## Exercise tasks
a – In the Solaris Cancer Care grief article, what other name is given for complex grief?
b – Extend the Solaris Cancer Care grief article, picking up right after its final sentence.

Solaris Cancer Care helping people live with loss

Solaris Cancer Care helping people live with loss

Cancer is a leading cause of death in Australia with more than 44,000 people dying from the condition in 2013.

While that number is tragic, it’s overshadowed by the number of mothers, fathers, sisters, brothers, wives, husbands, sons, daughters, colleagues and friends left behind

“The loss of a loved one is one of the most distressing emotional experiences people face, yet virtually everyone will deal with grief at some point,” said Maureen Tan who alongside Julie Verley facilitate a five-week grief and bereavement course at Solaris Cancer Care – WA’s leading cancer support provider.

Separating grief, mourning and bereavement

The terms bereavement and mourning are closely related to grief, but they have slightly different meanings.

  • Bereavement usually refers to the fact that you have experienced a loss
  • Mourning is the outward expression of sorrow for the loss, often influenced by cultural customs and rituals
  • Grief is the internal process of responding to the loss, and it can affect all parts of your life

According to Maureen, grief work includes the processes that a mourner needs to complete before resuming daily life.

These processes include separating from the person who died, readjusting to a world without them, and forming new relationships. In order to separate from the person who died, a person must find another way to redirect the emotional energy that was given to the loved one.

For Applecross resident Elaine See who attended the course in April after losing her husband Keith to bowel gut cancer, the course helped in a big way.

“I went into the course after losing my husband in January. It was very fresh for me, but I needed to understand the process and get an idea of what I was going through. The course helped hugely because it had a structure, and it gave me an idea of what to expect, including the stages of grief,” said Elaine.

Common reactions to grief

Everyone responds to loss in their own way and in their own time. There is no right or wrong way to grieve.

“We usually grieve in the same way as we live, so people who tend to cope during tough times often find that they show this resilience after a loss. This does not mean they are not grieving, but they already have coping strategies,” said Maureen.

If the death was very sudden, or in traumatic circumstances, there may be a sense of things being left unfinished or unsaid. It is not unusual for grief to feel more complicated when this happens.

Complex grief

The condition of complex grief, which is also called prolonged grief disorder, affects about two to three per cent of the population worldwide. The condition is characterised by intense grief that lasts longer than would be expected according to social norms, and that causes impairment in daily functioning.

“From the research I did, depression and suicide are not higher for populations who are dealing with grief and loss.

“Having said that, the rate of depression rises sharply for a percentage of this group who are identified to be experiencing complex grief.  Complex grief is interwoven with some level of trauma, and the reasons for that are varied – briefly, it could be a complicated relationship with the person who died, a sudden or unexpected loss, or the emergence of what was unaddressed,” she said.

## Exercise data
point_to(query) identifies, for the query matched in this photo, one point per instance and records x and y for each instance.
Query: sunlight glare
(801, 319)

## Responses by item number
a – Prolonged grief disorder.

b –
Navigating grief

Solaris Cancer Care’s five-week bereavement course is run four times a year in line with the school terms. The course is designed to allow attendees to express and process their experience with grief in a supportive, professionally facilitated group with others who have also experienced loss.

“Death and dying is not part of the conversation as a culture that lives in a fast-paced and exciting world.  Yet, it is part of nature and our natural environment, and talking about death makes us reflect on how we want to live,” said Maureen.

For Elaine, as important as the program itself has been the connections that she has made with other attendees.

“People in the course are on the same journey. While we all have our own personal story, we are all there for the same reason. That helps a lot as we understand each other and what we are all going through,” said Elaine.

There were eight people in Elaine’s group, and after five weeks together, they became friends, to the point where they could call each other for support if they were having a bad day.

On-going support

The five-week program works in tandem with Solaris’ on-going grief support group – regular meetings where people can share their memories, stories and reflections – as well as individual counselling. 

For Elaine, the support services offered by Solaris have made a marked difference.

“I am improving. Of course, there are difficult days, but there is light at the end of the tunnel. And thanks to the course I’m able to enjoy my days and get on with life,” she said.

Since finishing the program, Elaine has begun taking better care of herself, started going to the gym and is enjoying some of her passions again, such as cooking.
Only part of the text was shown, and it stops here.